* SET PROBLEM
Select every line of the material below that contains the string "brown", and copy each one out in full.

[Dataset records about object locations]
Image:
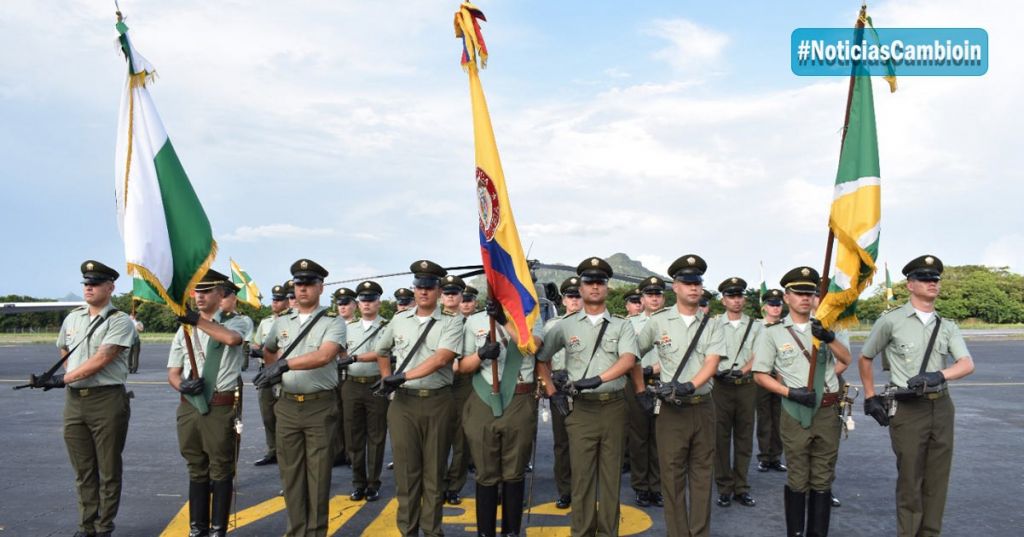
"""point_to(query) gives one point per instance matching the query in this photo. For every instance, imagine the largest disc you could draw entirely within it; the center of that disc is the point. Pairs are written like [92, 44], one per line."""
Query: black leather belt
[86, 391]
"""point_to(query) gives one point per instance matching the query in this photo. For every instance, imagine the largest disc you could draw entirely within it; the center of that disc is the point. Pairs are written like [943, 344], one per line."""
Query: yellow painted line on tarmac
[383, 525]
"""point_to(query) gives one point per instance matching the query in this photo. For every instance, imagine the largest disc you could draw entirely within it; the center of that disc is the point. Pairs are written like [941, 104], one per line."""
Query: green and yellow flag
[248, 292]
[856, 208]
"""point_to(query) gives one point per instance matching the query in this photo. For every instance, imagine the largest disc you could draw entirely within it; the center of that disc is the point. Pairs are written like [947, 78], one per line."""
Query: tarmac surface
[37, 493]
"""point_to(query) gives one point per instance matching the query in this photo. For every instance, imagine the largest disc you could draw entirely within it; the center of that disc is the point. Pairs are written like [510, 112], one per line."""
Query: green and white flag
[167, 236]
[764, 284]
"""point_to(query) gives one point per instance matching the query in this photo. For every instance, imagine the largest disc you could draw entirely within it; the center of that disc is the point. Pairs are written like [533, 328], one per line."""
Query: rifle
[34, 380]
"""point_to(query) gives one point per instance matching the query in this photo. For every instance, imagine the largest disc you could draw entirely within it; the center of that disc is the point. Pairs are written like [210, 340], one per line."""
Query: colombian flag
[504, 260]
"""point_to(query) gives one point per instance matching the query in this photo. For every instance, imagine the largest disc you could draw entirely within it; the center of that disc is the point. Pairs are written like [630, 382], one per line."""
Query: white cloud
[276, 232]
[691, 46]
[1007, 250]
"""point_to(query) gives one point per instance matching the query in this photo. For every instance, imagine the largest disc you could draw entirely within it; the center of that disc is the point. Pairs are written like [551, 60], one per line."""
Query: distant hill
[621, 264]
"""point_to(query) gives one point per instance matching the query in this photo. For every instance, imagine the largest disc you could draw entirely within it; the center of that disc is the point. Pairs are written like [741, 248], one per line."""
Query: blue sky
[340, 131]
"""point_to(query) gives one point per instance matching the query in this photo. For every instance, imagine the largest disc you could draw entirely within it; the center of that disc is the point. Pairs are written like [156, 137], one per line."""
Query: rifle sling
[92, 329]
[416, 346]
[302, 334]
[931, 344]
[741, 341]
[597, 343]
[369, 337]
[689, 349]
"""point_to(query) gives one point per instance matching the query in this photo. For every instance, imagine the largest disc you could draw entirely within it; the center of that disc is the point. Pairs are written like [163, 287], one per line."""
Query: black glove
[671, 390]
[875, 408]
[270, 374]
[489, 350]
[803, 396]
[588, 383]
[646, 401]
[818, 331]
[933, 378]
[560, 378]
[496, 313]
[190, 317]
[192, 386]
[47, 382]
[560, 402]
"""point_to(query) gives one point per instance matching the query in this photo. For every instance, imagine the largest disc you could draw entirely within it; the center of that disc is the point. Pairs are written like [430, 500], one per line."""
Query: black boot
[486, 509]
[512, 507]
[199, 508]
[796, 503]
[221, 507]
[818, 513]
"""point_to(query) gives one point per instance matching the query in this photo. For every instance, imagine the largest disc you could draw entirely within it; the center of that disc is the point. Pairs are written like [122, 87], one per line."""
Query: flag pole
[495, 382]
[823, 284]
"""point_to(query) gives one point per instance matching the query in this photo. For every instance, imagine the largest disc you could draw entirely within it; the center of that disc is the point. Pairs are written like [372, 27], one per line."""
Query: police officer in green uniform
[366, 415]
[769, 404]
[686, 420]
[922, 427]
[344, 300]
[734, 397]
[634, 303]
[279, 305]
[210, 402]
[644, 470]
[421, 416]
[499, 427]
[462, 387]
[402, 298]
[572, 302]
[468, 305]
[229, 304]
[96, 412]
[600, 350]
[809, 425]
[307, 409]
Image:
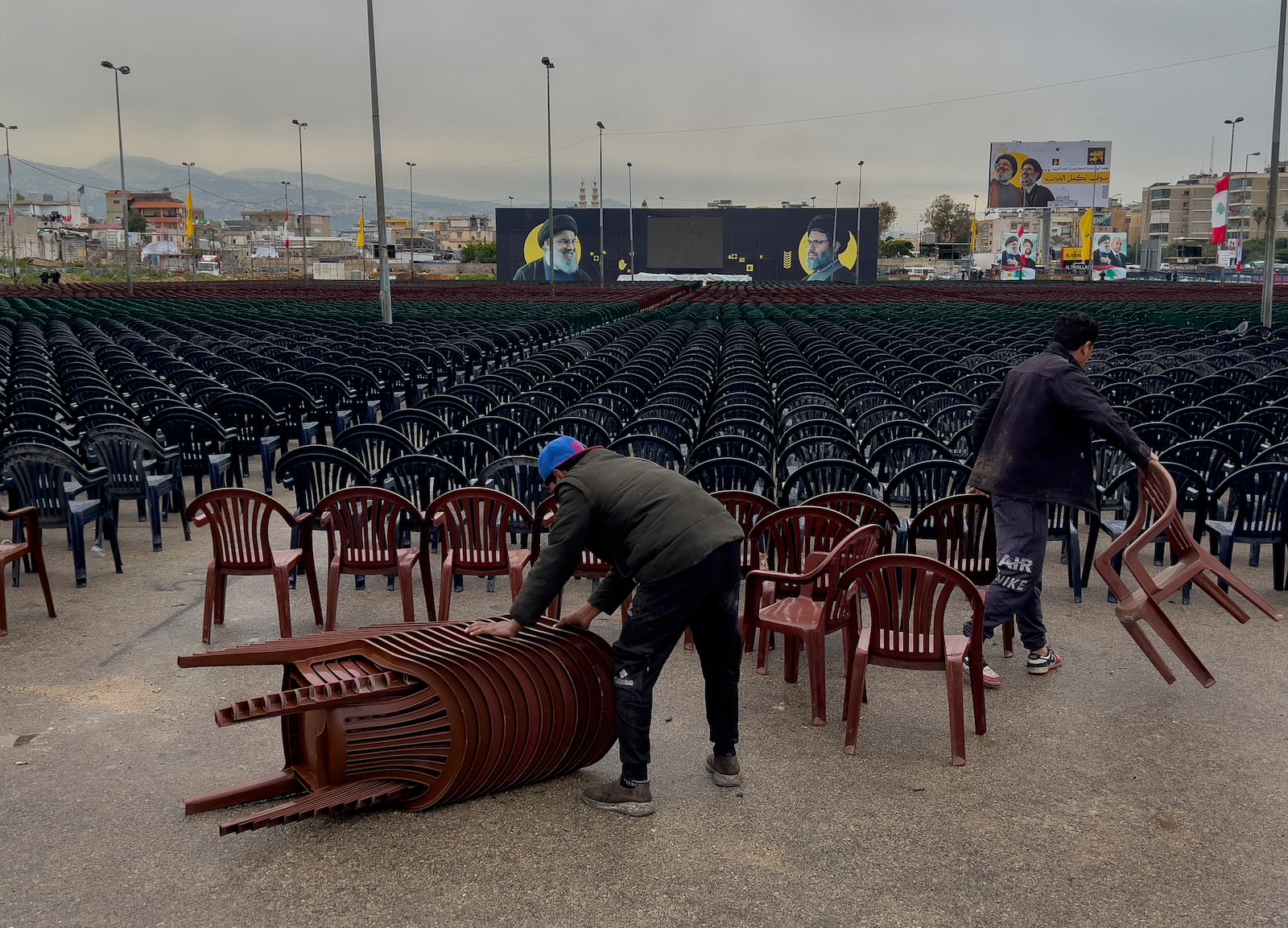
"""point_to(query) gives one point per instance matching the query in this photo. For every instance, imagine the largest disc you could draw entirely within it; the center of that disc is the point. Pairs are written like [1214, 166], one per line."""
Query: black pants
[704, 597]
[1022, 539]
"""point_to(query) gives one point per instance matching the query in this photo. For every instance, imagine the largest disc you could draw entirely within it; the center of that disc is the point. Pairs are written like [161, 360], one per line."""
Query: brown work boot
[725, 771]
[613, 797]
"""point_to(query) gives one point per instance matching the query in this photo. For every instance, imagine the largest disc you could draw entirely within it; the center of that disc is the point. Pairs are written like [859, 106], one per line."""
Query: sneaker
[992, 678]
[724, 770]
[1043, 663]
[613, 797]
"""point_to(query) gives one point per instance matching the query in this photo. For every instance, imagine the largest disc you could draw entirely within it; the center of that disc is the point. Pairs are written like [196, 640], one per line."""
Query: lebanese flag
[1220, 208]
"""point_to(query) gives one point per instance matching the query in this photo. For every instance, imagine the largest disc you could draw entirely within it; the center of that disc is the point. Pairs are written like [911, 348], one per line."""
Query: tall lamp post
[192, 245]
[287, 223]
[858, 225]
[411, 217]
[630, 214]
[603, 251]
[304, 229]
[836, 212]
[551, 182]
[126, 197]
[13, 240]
[974, 231]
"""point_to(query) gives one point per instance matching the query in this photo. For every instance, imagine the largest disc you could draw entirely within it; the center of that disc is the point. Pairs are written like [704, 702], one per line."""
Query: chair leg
[38, 555]
[444, 590]
[332, 590]
[208, 608]
[817, 659]
[409, 595]
[956, 711]
[283, 586]
[858, 677]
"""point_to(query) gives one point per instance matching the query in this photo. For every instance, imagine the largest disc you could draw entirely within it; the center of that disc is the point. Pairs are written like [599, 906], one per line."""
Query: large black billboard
[781, 245]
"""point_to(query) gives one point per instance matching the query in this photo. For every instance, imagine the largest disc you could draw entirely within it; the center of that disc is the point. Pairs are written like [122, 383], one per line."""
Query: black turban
[564, 223]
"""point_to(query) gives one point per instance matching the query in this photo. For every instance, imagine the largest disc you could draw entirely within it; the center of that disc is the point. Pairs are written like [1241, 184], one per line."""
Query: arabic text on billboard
[1047, 174]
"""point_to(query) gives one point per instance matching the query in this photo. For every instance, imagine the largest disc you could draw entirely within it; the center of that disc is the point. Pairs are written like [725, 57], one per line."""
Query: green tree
[897, 247]
[947, 219]
[888, 215]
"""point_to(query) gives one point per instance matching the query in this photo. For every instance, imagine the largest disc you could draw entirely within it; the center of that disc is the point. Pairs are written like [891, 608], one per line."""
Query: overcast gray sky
[463, 90]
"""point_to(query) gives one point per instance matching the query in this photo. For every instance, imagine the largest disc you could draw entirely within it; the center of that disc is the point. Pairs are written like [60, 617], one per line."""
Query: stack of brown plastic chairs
[419, 716]
[1157, 518]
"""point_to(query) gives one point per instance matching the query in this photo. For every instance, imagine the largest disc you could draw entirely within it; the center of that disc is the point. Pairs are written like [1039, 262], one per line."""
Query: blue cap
[558, 453]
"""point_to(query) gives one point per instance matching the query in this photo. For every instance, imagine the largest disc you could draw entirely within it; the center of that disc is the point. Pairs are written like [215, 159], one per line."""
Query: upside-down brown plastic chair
[590, 568]
[1157, 515]
[965, 539]
[908, 601]
[14, 551]
[477, 523]
[418, 716]
[362, 526]
[785, 539]
[805, 621]
[238, 522]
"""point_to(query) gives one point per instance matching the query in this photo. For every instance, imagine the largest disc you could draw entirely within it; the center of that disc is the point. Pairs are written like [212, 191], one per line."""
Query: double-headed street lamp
[304, 231]
[126, 197]
[13, 240]
[603, 251]
[190, 165]
[411, 217]
[630, 214]
[551, 182]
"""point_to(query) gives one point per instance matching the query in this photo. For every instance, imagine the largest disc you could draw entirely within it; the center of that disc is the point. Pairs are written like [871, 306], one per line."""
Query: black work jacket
[646, 520]
[1034, 434]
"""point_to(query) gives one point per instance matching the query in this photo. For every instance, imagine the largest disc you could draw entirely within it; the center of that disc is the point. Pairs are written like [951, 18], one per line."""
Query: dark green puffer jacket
[650, 523]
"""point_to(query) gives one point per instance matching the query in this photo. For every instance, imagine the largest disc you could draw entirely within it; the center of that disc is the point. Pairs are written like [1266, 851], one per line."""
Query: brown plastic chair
[785, 539]
[362, 528]
[805, 621]
[965, 539]
[907, 599]
[1157, 515]
[14, 551]
[477, 523]
[238, 522]
[590, 567]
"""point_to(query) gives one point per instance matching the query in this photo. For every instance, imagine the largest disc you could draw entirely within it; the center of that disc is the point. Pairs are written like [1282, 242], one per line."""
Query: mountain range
[225, 196]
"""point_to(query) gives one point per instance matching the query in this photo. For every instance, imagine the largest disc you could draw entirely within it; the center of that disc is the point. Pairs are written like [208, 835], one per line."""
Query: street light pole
[858, 225]
[836, 212]
[386, 311]
[603, 251]
[630, 214]
[193, 242]
[126, 197]
[304, 231]
[13, 240]
[287, 225]
[551, 183]
[411, 217]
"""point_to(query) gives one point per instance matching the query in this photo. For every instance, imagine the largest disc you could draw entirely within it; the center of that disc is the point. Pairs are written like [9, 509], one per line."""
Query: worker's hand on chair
[502, 629]
[581, 617]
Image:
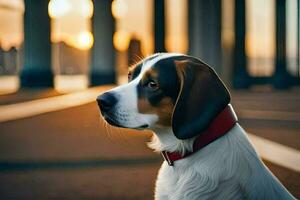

* EXERCISE SOLUTION
Query: brown work boot
Query: stack of brown plastic chairs
Query: upside-down brown plastic chair
Query: brown plastic chair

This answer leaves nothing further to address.